# Talep A
Girdilerde "coffee" dizesini barındıran bütün satırları toplayın ve hiçbir değişiklik yapmadan aktarın.

# Kaynak Metin
• • • •
Melel’den (41 km.) sonra, Seyyâle tepesine vardı. Akşam yemeğini yiyip akşam ve yatsı namazlarını burada kıldı.
27 Zilkâde Pazartesi/Irku’z-zubye-Ravhâ
Sabah namazını Irku’z-zubye’de (71 km.) kıldı. Sonra az ilerideki Ravhâ’ya (74 km.) vardı.
Resûlullah (sas) Ravhâ denilen yere gelince bir yolcu grubuyla karşılaştı ve onlara, "Siz kimsiniz?" diye sordu. Onlar, "Biz Müslümanlarız!" cevabını verdiler. Bu sefer onlar, "Sen kimsin?" diye sordular. Efendimiz (sas), "Ben Allah’ın Resûlü’yüm!" buyurdu. Bunun üzerine bir kadın ona devenin hevdecinden aldığı bir çocuğu kaldırarak, "Bunun için de hac var mıdır?" dedi. Resûlullah (sas), "Evet, sana da ecir vardır." buyurdu.
Ravhâ’ya geldiklerinde sahâbeden bazıları, bir avcının yaraladığı anlaşılan ayağı kırılmış bir yaban merkebi gördüler. Durumu gelip Resûlullah’a (sas) haber verdiler. O (sas), "Bırakın onu! Çünkü sahibinin gelme ihtimali var." buyurdu. Biraz sonra Behz kabilesinden bir adam gelip ona sahip çıktı. Adam (yenilmesi helâl olan bu av hayvanını) Resûlullah’a (sas) hediye etti. Bunun üzerine Peygamber (sas), Hz. Ebû Bekir’e (ra) onu arkadaşları arasında taksim etmesini emretti.
Avcı, ihramlı olmadığı ve ihramlılar da yardım etmediği için onların bu avdan yemeleri helâl idi.
Ravhâ’dan Munsaraf’a geçen Resûl-i Ekrem (sas), ikindi, akşam ve yatsı namazlarını kılıp akşam yemeğini burada yedi.
28 Zilkâde Salı/Üsâye-Arc-Lahyey Cemel
Sonra yollarına devam ettiler. Ruveyse (97 km.) ile Arc (113 km.) arasındaki Üsâye’ye (110 km.) geldiler. Sabah namazını burada kıldılar.
Üsâye’ye gelince bir de baktılar ki gölgede yatan ve başını bacakları arasına koymuş, atılan ok vücudunda hâlâ saplı duran bir ceylan inlemekte. Bunun üzerine Hz. Peygamber (sas) bir adama, kafilenin arkası kesilinceye kadar yaralı hayvanı kimsenin rahatsız etmemesi ve ürkütmemesi için orada beklemesini emretti.
Böylece Rahmet Elçisi (sas) bir yandan yaralı ceylanı kolluyor, bir yandan da ihramlı biri tarafından yaralanmış olabileceği ihtimali ile ihramlıların ona el uzatmasını engelliyordu.
• • • •
[Veri kümesi alıntısı]

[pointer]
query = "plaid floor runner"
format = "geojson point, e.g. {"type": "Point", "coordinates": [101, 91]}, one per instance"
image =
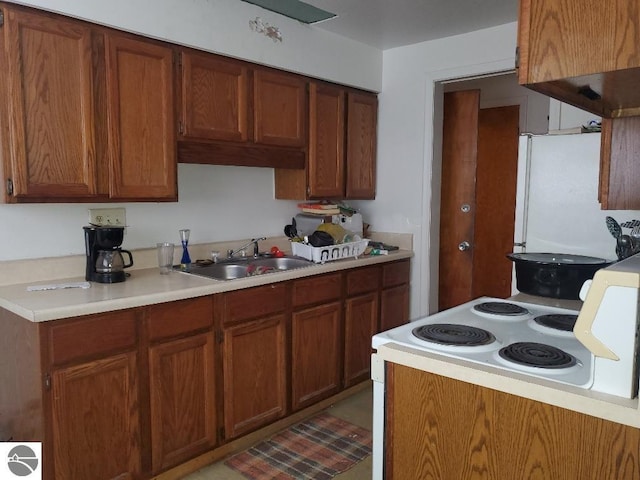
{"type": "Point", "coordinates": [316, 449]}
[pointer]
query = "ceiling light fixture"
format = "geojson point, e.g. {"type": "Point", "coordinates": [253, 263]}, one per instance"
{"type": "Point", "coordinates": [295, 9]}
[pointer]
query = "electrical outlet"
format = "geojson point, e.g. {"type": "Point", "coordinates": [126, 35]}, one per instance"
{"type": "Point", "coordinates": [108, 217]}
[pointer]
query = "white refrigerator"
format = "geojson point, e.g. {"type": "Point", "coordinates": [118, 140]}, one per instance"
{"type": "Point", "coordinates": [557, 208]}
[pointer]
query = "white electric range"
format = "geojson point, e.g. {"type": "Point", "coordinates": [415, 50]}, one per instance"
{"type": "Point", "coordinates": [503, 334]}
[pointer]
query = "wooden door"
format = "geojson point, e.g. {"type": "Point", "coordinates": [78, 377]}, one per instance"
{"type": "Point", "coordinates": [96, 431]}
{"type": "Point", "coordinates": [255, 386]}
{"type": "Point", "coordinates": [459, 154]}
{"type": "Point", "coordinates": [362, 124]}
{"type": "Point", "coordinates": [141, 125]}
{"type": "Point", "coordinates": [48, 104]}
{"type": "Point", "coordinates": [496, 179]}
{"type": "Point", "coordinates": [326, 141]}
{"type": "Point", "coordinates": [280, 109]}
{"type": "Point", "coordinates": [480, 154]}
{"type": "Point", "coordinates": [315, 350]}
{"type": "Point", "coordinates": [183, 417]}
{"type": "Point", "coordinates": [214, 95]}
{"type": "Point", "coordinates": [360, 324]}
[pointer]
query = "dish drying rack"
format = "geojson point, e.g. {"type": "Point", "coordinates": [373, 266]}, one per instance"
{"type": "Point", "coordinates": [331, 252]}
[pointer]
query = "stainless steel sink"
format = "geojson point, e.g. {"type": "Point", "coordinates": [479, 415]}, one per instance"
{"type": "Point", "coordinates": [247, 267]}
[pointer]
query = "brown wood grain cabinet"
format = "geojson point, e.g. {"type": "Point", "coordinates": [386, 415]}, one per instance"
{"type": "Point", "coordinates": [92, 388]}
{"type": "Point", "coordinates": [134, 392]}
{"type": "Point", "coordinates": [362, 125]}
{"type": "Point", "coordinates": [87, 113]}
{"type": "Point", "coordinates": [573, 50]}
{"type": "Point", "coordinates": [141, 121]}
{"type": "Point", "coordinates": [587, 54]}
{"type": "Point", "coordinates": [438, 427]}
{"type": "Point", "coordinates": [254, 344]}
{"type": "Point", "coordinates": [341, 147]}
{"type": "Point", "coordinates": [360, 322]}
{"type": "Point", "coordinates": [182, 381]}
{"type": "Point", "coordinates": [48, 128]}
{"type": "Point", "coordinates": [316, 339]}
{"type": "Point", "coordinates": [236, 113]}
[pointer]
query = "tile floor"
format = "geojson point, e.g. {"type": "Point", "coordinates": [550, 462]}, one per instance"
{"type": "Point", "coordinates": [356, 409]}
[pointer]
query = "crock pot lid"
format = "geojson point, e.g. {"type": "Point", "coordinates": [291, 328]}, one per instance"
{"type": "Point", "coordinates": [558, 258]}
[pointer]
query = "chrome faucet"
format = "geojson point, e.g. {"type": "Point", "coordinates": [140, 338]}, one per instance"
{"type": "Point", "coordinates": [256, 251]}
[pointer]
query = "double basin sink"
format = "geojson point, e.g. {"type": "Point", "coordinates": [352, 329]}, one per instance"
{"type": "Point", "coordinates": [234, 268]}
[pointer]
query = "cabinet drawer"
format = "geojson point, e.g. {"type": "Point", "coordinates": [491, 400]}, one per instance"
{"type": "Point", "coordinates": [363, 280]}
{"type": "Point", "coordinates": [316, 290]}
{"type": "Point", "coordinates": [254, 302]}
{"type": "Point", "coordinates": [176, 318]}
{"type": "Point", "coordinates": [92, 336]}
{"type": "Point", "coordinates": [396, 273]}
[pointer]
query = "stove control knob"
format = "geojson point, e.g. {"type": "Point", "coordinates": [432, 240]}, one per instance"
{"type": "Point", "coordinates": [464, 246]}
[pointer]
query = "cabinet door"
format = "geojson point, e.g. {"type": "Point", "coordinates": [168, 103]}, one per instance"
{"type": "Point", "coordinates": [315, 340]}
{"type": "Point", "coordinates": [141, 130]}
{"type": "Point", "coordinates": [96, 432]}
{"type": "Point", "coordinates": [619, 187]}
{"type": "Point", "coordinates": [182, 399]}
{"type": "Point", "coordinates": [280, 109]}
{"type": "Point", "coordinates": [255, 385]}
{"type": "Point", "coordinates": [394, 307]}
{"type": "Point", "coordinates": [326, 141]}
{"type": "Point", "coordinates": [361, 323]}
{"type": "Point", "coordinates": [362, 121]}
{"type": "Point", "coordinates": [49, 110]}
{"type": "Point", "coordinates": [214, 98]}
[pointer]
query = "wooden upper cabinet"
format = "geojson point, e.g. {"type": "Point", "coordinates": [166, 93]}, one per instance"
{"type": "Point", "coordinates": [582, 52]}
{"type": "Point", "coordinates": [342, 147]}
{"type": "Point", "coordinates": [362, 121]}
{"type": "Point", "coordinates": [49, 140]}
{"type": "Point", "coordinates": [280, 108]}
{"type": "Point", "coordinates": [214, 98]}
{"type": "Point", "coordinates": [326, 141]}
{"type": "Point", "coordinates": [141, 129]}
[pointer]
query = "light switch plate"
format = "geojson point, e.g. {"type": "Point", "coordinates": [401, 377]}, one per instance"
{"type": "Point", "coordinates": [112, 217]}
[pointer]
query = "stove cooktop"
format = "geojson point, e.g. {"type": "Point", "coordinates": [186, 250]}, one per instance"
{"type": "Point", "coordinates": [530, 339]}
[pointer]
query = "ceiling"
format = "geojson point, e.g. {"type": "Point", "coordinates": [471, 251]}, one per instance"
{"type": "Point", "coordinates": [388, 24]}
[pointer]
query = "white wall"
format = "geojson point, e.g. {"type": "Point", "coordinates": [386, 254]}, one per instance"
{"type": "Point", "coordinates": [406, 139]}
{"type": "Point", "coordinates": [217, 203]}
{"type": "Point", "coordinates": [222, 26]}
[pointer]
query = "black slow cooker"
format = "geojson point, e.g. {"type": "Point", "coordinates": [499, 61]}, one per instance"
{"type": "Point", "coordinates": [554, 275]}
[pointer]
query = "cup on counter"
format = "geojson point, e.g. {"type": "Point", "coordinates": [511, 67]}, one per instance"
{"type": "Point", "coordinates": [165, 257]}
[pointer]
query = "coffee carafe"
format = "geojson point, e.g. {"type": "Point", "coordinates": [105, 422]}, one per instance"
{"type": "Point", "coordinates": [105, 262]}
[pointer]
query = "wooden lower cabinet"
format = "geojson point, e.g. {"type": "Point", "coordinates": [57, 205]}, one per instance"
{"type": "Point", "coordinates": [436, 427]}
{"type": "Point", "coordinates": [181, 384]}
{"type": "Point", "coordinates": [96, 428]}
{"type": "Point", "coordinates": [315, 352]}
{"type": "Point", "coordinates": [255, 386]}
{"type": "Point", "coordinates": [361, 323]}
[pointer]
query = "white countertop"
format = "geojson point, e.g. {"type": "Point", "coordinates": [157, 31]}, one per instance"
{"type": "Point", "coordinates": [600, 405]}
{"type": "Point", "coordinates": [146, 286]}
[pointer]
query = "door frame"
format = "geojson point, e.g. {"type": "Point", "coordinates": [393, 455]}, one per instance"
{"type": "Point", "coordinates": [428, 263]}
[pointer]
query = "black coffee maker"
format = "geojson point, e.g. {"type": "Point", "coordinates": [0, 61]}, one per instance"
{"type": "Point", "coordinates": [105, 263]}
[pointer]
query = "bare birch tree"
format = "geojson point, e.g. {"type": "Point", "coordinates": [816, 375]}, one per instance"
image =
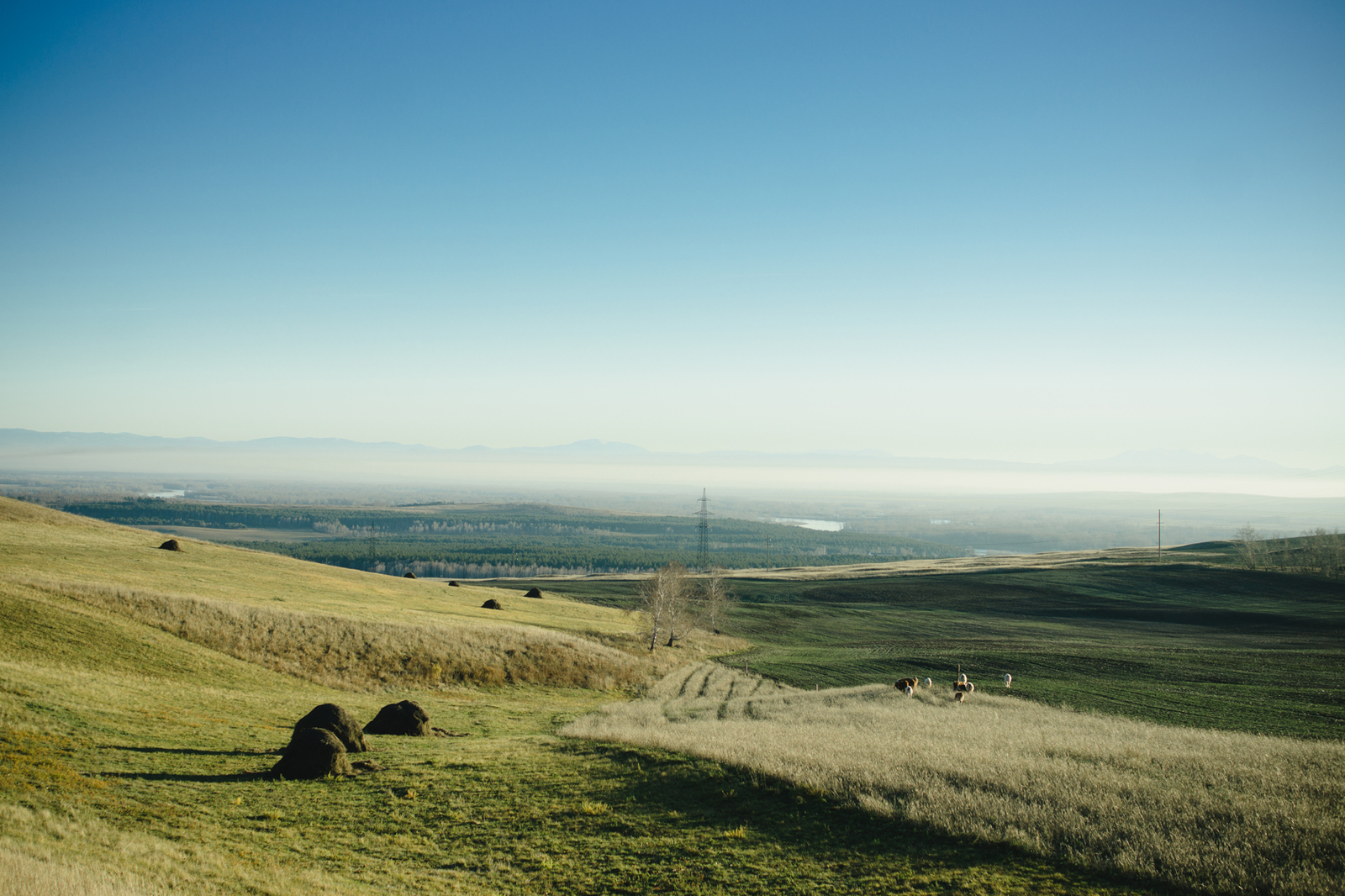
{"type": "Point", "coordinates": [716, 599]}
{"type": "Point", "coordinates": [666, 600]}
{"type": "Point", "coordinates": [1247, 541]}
• • • •
# Talep B
Şu ifadelerin kaynak metinle uyuşup uyuşmadığını belirtin: (i) Sabah namazı Irku’z-zubye’de kılınmıştır; (ii) yaban merkebini arkadaşları arasında taksim etme emri Hz. Ömer’e verilmiştir; (iii) yaralı ceylanın başında beklemesi için bir adama emir verilmiştir. Her ifadeye evet ya da hayır diye cevap verip metindeki belirleyici sözleri birebir alıntılayın.

# Yazılı Yanıt A
query = "coffee carafe"
query = "black coffee maker"

# Yazılı Yanıt B
(i) Evet: "Sabah namazını Irku’z-zubye’de (71 km.) kıldı."
(ii) Hayır: "Peygamber (sas), Hz. Ebû Bekir’e (ra) onu arkadaşları arasında taksim etmesini emretti."
(iii) Evet: "Hz. Peygamber (sas) bir adama, kafilenin arkası kesilinceye kadar yaralı hayvanı kimsenin rahatsız etmemesi ve ürkütmemesi için orada beklemesini emretti."